### Input material

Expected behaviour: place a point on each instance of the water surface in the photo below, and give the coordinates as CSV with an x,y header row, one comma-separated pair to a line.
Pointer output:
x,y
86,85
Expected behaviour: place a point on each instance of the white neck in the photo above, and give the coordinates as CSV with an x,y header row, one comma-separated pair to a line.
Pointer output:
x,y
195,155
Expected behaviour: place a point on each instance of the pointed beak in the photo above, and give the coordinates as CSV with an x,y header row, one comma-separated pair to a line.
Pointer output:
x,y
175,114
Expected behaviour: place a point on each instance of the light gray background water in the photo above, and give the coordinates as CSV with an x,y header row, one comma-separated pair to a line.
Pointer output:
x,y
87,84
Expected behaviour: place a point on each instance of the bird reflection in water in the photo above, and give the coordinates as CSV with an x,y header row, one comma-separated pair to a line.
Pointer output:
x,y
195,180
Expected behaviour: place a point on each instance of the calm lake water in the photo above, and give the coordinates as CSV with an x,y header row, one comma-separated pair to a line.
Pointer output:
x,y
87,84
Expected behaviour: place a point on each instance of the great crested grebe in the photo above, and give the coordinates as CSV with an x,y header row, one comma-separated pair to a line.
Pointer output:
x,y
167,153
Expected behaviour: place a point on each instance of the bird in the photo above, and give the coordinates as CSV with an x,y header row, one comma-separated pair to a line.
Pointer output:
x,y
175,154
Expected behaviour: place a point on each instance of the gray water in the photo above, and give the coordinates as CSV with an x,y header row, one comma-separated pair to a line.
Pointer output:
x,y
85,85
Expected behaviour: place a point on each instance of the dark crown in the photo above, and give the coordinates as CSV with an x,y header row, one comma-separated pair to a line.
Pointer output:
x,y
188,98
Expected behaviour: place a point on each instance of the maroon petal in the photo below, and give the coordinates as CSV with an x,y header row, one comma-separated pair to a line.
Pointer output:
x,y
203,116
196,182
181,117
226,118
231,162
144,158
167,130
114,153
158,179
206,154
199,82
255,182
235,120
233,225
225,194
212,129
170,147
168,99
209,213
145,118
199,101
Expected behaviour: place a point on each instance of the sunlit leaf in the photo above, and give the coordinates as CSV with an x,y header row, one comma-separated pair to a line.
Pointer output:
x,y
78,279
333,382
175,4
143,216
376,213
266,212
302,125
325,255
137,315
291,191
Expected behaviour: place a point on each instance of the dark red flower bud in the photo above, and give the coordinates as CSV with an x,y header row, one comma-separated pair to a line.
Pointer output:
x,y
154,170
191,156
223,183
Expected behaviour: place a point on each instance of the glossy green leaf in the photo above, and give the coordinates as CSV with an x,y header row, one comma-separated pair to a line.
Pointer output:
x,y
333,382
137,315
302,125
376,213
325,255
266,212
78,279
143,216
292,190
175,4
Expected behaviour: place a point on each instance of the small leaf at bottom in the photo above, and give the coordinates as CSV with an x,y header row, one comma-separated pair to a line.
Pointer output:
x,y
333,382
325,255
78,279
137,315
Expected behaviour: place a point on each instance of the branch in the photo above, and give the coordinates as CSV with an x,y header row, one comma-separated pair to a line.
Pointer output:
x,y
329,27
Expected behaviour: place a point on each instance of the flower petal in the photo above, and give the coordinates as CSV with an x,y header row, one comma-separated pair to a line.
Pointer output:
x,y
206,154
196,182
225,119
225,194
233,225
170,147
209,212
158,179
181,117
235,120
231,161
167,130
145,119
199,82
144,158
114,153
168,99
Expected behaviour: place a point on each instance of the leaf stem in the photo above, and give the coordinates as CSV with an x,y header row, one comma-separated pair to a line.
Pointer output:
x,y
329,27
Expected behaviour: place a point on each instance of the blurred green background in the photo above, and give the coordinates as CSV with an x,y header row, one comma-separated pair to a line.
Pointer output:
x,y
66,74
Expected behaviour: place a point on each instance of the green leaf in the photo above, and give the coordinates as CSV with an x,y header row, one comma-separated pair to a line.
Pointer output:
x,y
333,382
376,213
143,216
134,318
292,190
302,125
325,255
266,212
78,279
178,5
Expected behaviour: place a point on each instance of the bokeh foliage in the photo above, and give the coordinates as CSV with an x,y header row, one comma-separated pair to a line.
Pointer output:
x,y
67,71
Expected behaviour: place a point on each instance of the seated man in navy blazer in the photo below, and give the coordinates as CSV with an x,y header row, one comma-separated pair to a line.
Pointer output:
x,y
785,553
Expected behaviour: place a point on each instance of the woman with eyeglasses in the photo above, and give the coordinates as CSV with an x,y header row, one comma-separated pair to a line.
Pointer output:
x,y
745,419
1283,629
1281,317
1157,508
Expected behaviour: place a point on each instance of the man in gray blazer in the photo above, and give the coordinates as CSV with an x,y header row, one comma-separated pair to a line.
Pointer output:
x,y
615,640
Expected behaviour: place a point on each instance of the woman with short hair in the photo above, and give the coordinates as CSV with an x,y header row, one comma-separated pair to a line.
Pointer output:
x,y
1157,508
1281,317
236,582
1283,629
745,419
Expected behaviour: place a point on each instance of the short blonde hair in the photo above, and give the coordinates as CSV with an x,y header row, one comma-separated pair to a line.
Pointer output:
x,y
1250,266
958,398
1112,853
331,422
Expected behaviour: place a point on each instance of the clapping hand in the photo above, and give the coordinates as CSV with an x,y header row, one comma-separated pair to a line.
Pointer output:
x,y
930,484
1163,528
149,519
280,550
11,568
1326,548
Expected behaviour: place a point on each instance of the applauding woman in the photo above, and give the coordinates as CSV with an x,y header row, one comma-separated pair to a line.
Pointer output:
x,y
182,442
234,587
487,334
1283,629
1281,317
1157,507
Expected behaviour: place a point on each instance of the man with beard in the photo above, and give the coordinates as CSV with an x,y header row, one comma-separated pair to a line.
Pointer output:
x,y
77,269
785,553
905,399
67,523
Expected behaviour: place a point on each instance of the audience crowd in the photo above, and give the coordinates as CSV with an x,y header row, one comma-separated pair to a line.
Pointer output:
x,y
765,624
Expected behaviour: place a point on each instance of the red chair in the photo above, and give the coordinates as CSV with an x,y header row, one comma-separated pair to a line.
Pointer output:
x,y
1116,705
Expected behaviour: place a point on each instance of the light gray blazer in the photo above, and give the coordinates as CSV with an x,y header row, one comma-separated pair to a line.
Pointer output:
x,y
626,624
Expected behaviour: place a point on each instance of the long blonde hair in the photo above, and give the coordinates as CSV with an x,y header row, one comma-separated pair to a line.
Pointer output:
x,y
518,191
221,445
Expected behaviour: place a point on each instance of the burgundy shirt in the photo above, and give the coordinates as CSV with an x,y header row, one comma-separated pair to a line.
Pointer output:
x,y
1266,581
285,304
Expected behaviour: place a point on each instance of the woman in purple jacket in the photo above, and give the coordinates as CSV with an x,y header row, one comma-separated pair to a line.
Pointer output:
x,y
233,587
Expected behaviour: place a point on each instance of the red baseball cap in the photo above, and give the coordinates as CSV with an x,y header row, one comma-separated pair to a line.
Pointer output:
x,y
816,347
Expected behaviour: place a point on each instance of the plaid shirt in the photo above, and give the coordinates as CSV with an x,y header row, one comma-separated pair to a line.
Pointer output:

######

• [Work task]: All entries are to be reproduced verbatim, with none omitted.

• [Your response]:
Expected behaviour: place a point on each instance of the water surface in the photo below, and give the coordinates as CSV with an x,y header row, one comma-separated pair to a line.
Pointer output:
x,y
86,85
Expected behaviour: place a point on each instance of the white neck in the photo above, and give the coordinates as CSV with an x,y header row, one comma-separated pair to a line.
Pointer output:
x,y
195,155
Expected behaviour: place a point on each instance of the pointed beak in the photo above, and give the coordinates as CSV with an x,y header row, one comma-separated pair to a line.
Pointer output:
x,y
175,114
Expected behaviour: place a point on each instance of the light gray background water in the photo above, and give the coordinates as CSV with an x,y header row, one comma-separated pair to a line.
Pointer output:
x,y
87,84
Expected behaviour: place a point on each instance of the bird reflection in water in the photo above, and give the coordinates as CSV with an x,y header row, one comma-separated pair to a line.
Pointer output:
x,y
195,180
Expected behaviour: place a point on each instance of the calm lake water in the photo above, and give the coordinates as CSV with an x,y header row, one comma-separated pair to a line.
Pointer output:
x,y
87,84
Expected behaviour: place a point on each instance of the great crested grebe in the photo above, and give the coordinates as CSV with an x,y header row, one comma-separated pair to a line.
Pointer output:
x,y
167,153
Expected behaviour: place a point on each instance of the bird in the photo above, and give the coordinates as CSV with an x,y header row, one comma-separated pair to a line.
Pointer output:
x,y
175,154
Expected behaviour: place a point on each instance of the gray water in the photo above, and give the coordinates as CSV with an x,y header row, one comma-separated pair to a line.
Pointer output:
x,y
85,85
Expected behaviour: place a point on each instance of the dark crown in the photo above, and give the coordinates as CSV with an x,y header row, one comma-separated pair to a line.
Pointer output:
x,y
188,98
Expected behaviour: place a point on each instance of the maroon petal in the photo below, and give the coordinates as CSV with an x,y header row, one comma-separated pair to a line.
Pointer output:
x,y
203,116
196,182
181,117
226,118
231,162
144,158
167,130
114,153
158,179
206,154
199,82
255,182
235,120
233,225
225,194
212,129
170,147
168,99
209,213
145,118
199,101
Expected behaviour: place a point on each instance of the sunlit leaf in the photo above, and give the coordinates as CSV with an x,y header row, one comma-separated pair to a line.
Pointer output:
x,y
78,279
333,382
175,4
143,216
376,213
266,212
302,125
325,255
137,315
291,191
Expected behaviour: place a point on each instance of the dark red flower bud in the photo above, and give the coordinates as CSV with an x,y header row, one comma-separated pair to a line.
Pointer output:
x,y
154,170
191,156
223,183
Expected behaviour: place a point on each instance of the glossy green leaf in the photo above, and give the coordinates as CSV with an x,y header row, one comma-separated pair to a line.
Pointer output:
x,y
333,382
137,315
302,125
376,213
325,255
266,212
78,279
143,216
292,190
175,4
Expected behaviour: place a point on each instance of the small leaf at bottom in the photo above, and give the coordinates as CSV with an x,y header row, one comma-separated pair to a line.
Pointer output:
x,y
333,382
325,255
78,279
137,315
Expected behaviour: place a point on each instance of the branch in the photo above, and give the coordinates as CSV with an x,y header row, one comma-separated pair to a line.
Pointer output:
x,y
329,27
Expected behaviour: place a point on each instance of the flower petal in the photo above, and give the coordinates as CSV with an x,y header row, one comma-separated pair to a line.
Pointer output:
x,y
206,154
196,182
225,119
225,194
233,225
170,147
209,212
158,179
181,117
235,120
231,161
167,130
145,119
199,82
144,158
114,153
168,99
Expected behaviour: place a point on each instance of the leaf stem in the photo above, and give the coordinates as CSV with an x,y header row, one comma-separated pair to a line.
Pointer output:
x,y
329,27
Expected behaviour: place a point on each instance of the blurred green background in the photo above, and give the coordinates as CSV with an x,y header row, one comma-separated pair to a line.
Pointer output:
x,y
66,74
Expected behaviour: place a point on each instance of the green leaf in the photo above, and give the coordinates as CSV with an x,y header row, one comma-separated pair to a line.
Pointer output:
x,y
333,382
376,213
143,216
134,318
292,190
302,125
325,255
266,212
78,279
178,5
Expected behaviour: place a point on each instance of the bokeh foliage in the photo above, and give the coordinates as CSV with an x,y header row, one comma-separated pair to a line.
Pointer output:
x,y
67,71
Expected behaviour: place a point on each instance of the seated man in navy blazer in the photo below, and give the coordinates as CSV with an x,y header row, one comma-separated pair to a line.
Pointer output:
x,y
785,553
Expected behaviour: place a point on each instance of the woman with eyeglasses in the photo above, and give the coordinates as CSV with an x,y header row, one comma-separated pair to a line.
Pointer output:
x,y
745,419
1283,629
1281,317
1157,508
Expected behaviour: place a point on each instance of the man in gray blazer in the photo above, and give the coordinates as CSV with an x,y header row, one comma-separated pair to a line.
Pointer output:
x,y
615,640
Expected behaviour: place a point on each instance of the woman with short hair in the photo above, and give the coordinates as CSV with an x,y header row, one comma-separated pair to a line.
Pointer output:
x,y
1157,508
1281,317
236,582
1283,629
745,419
Expected behaviour: place a point on each instance of the short blonde hair in the photo above, and give the coordinates as CSV with an x,y header row, one comma-separated pair to a line.
Pointer output:
x,y
1250,266
958,398
1112,853
331,422
Expected behaviour: place a point on each instance of the clapping hand in the photo above, and give the coordinates as CSV with an x,y header row, one comma-separated pair to a line.
Pointer output:
x,y
930,484
1163,528
149,519
280,550
11,568
1326,548
Expected behaviour: place a point on each instance of the applauding woman in the photo above, and give the coordinates as CSV with an x,y header row, one comma-separated pair to a line.
Pointer output:
x,y
182,442
234,587
487,334
1283,629
1281,317
1157,507
Expected behaviour: place a point on each instance of the man with beard in the photo above, and give the coordinates as CSV with an x,y header row, one comma-separated pair to a line.
Pointer output:
x,y
77,269
785,553
905,399
67,523
Expected behaviour: place a point on each instance of the audience crowd in the photo above, and give the coordinates as CSV with an x,y header row, one comma-separated pair to a line.
Pointer output:
x,y
765,624
Expected behaviour: place a point on each instance of the red chair in the photo above, and give the coordinates as CSV with an x,y header row, one comma-separated pair to a line.
Pointer output:
x,y
1116,705
Expected behaviour: place a point on each instance of the light gray blazer in the photo above, and give the coordinates as CSV with an x,y header row, one comma-separated pair to a line.
Pointer output:
x,y
626,624
Expected behaviour: place a point on each instance of the long blonde hair in the photo above, and give the coordinates as CSV with an x,y header row, one comma-separated pair to a line.
Pointer output:
x,y
518,191
221,445
Expected behaviour: place a point on each instance of the burgundy shirt in the photo above, and give the coordinates as CSV with an x,y header row, one comma-separated pair to a line.
Pointer output:
x,y
1266,581
285,304
Expected behaviour: place a point on each instance of the woman in purple jacket in the photo above, and give the coordinates as CSV with an x,y header row, one comma-separated pair to a line.
Pointer output:
x,y
233,587
Expected behaviour: place a point on each instance of the red baseball cap in the photo above, and give the coordinates as CSV with an x,y header row, one comma-separated pair to a line.
Pointer output:
x,y
816,347
Expected behaviour: place a point on each instance of the plaid shirt in the photo above, and give the coordinates as CSV with an x,y header row, one comma-separated pair to a line.
Pointer output:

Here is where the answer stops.